-- What needs to be done --
Word for word, print the entries that follow.
[[ Provided records open ]]
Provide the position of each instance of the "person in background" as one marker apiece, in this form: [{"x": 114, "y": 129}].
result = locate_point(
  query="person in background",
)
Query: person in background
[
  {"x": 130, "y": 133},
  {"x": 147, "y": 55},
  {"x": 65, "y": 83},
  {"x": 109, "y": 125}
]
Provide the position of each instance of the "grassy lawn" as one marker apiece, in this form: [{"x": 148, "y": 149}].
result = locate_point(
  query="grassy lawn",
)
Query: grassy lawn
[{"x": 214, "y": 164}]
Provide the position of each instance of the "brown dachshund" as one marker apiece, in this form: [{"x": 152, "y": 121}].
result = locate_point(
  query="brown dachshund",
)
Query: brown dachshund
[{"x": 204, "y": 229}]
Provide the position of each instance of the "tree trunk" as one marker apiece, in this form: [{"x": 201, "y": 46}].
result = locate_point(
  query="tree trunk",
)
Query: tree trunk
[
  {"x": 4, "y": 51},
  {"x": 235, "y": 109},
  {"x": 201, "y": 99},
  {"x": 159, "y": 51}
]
[[ Provided records closed ]]
-- Result of this task --
Provide the position of each instance of the "person in background" as one marker apiece, in this form: [{"x": 114, "y": 129}].
result = locate_point(
  query="person in background",
)
Query: person in background
[
  {"x": 130, "y": 133},
  {"x": 147, "y": 55},
  {"x": 65, "y": 83},
  {"x": 109, "y": 125}
]
Provide the position of each instance of the "grassy lawn" as one marker apiece, in this form: [{"x": 148, "y": 149}].
result = locate_point(
  query="grassy lawn",
)
Query: grassy lawn
[{"x": 214, "y": 164}]
Provide the position of each instance of the "brown dachshund" as one marker apiece, in this form: [{"x": 152, "y": 121}].
result = locate_point(
  query="brown dachshund",
)
Query: brown dachshund
[{"x": 204, "y": 229}]
Provide the position of each instance of the "tree trunk" as one marker apiece, in this form: [{"x": 201, "y": 46}].
result = locate_point(
  query="tree trunk",
)
Query: tree trunk
[
  {"x": 4, "y": 51},
  {"x": 235, "y": 109},
  {"x": 201, "y": 99},
  {"x": 159, "y": 51}
]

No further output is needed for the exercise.